* [Short problem 1]: Quote the keyword extraction page word for word, everything from "If installation fails" down to "list is used).".
* [Short problem 2]: Lay out every line of the records below as a numbered list, skipping any blank lines and leaving the pictures out.

/multi_rake

Multilingual Rapid Automatic Keyword Extraction (RAKE) for Python

Primary LanguagePythonMIT LicenseMIT

Multilingual Rapid Automatic Keyword Extraction (RAKE) for Python

https://travis-ci.org/vgrabovets/multi_rake.svg?branch=master CodeFactor

Features

  • Automatic keyword extraction from text written in any language
  • No need to know language of text beforehand
  • No need to have list of stopwords
  • 26 languages are currently available, for the rest - stopwords are generated from provided text
  • Just configure rake, plug in text and get keywords (see implementation details)

Installation

pip install multi-rake

If installation fails due to cld error narrowing conversions, than it can be installed with

CFLAGS="-Wno-narrowing" pip install multi-rake

Examples

English text, we don't specify explicitly language nor list of stopwords (built-in list is used).

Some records

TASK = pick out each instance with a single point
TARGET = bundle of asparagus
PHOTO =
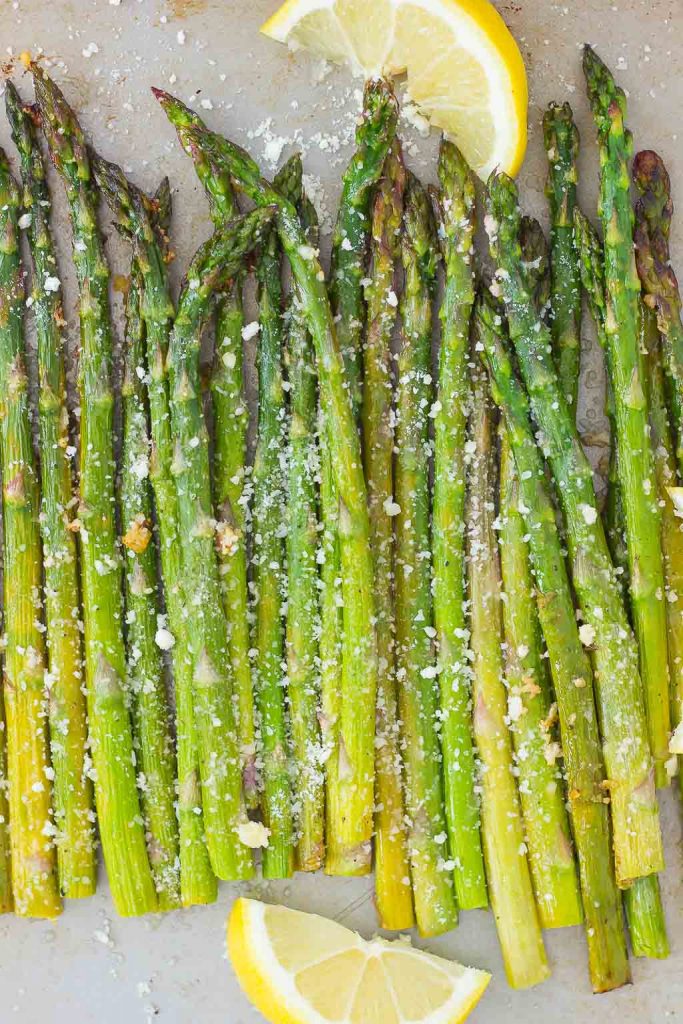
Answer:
(375, 635)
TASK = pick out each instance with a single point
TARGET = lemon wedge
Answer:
(301, 969)
(464, 70)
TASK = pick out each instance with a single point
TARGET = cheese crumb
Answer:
(254, 835)
(250, 331)
(164, 639)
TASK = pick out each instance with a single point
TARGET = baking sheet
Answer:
(90, 966)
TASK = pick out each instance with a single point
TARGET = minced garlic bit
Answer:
(137, 536)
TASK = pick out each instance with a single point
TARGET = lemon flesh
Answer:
(463, 68)
(301, 969)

* [Complete answer 1]:
If installation fails due to cld error narrowing conversions, than it can be installed with

CFLAGS="-Wno-narrowing" pip install multi-rake

Examples

English text, we don't specify explicitly language nor list of stopwords (built-in list is used).

* [Complete answer 2]:
1. TASK = pick out each instance with a single point
2. TARGET = bundle of asparagus
3. PHOTO =
4. Answer:
5. (375, 635)
6. TASK = pick out each instance with a single point
7. TARGET = lemon wedge
8. Answer:
9. (301, 969)
10. (464, 70)
11. TASK = pick out each instance with a single point
12. TARGET = cheese crumb
13. Answer:
14. (254, 835)
15. (250, 331)
16. (164, 639)
17. TASK = pick out each instance with a single point
18. TARGET = baking sheet
19. Answer:
20. (90, 966)
21. TASK = pick out each instance with a single point
22. TARGET = minced garlic bit
23. Answer:
24. (137, 536)
25. TASK = pick out each instance with a single point
26. TARGET = lemon flesh
27. Answer:
28. (463, 68)
29. (301, 969)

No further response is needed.